Phillip Pullman's His Dark Materials series has been justly lauded; it's been compared to every major children's fantasy series, and the third volume, The Amber Spyglass, was longlisted for the 2001 Booker Prize. The Amber Spyglass, however, doesn't strike me as a very good children's book. The children seem almost an afterthought; the series as a whole is good, very good, but in the final chapter so much world-shaking is going on that the people and stories we care about are lost in the dust and rubble.

One of the great appeals of the first in the series, The Golden Compass, was its protagonists, Lyra. The talking bears and pseudo-Victorian setting and detailed cosmology didn't hurt, of course, but Lyra, a girl with the stubbornness of a mule and without an honest bone in her body, was a triumph of a character. In the second book, Lyra shared the stage with Will. Lyra's mother was shown to be creepy, nicely drawn villain; Will's mother was helpless, insane. Where Lyra was shovey, mouthy, the center of attention, Will receded into the background. Will was a nicely drawn character, but not the tour de force that Lyra was. Alas, in The Amber Spyglass, an even larger cast of characters pulls the spotlight away from Will and Lyra much of the time.

Dataset extract –

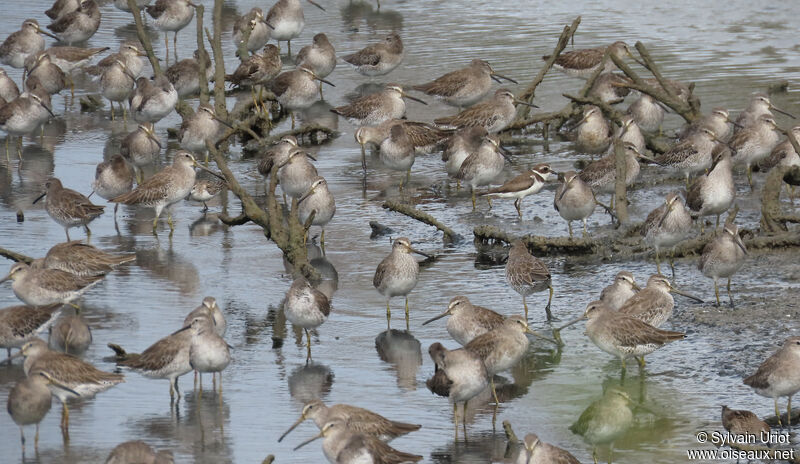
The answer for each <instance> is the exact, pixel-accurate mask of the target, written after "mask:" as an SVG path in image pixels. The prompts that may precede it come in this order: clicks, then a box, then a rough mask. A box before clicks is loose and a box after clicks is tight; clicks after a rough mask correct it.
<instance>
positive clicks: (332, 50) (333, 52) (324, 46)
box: [295, 32, 336, 98]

Tasks and exercises –
1) According to the review, which prize longlist included The Amber Spyglass?
2) Please reproduce the stretch of the review from "One of the great" through "of the time.".

Answers to the exercises –
1) The 2001 Booker Prize.

2)
One of the great appeals of the first in the series, The Golden Compass, was its protagonists, Lyra. The talking bears and pseudo-Victorian setting and detailed cosmology didn't hurt, of course, but Lyra, a girl with the stubbornness of a mule and without an honest bone in her body, was a triumph of a character. In the second book, Lyra shared the stage with Will. Lyra's mother was shown to be creepy, nicely drawn villain; Will's mother was helpless, insane. Where Lyra was shovey, mouthy, the center of attention, Will receded into the background. Will was a nicely drawn character, but not the tour de force that Lyra was. Alas, in The Amber Spyglass, an even larger cast of characters pulls the spotlight away from Will and Lyra much of the time.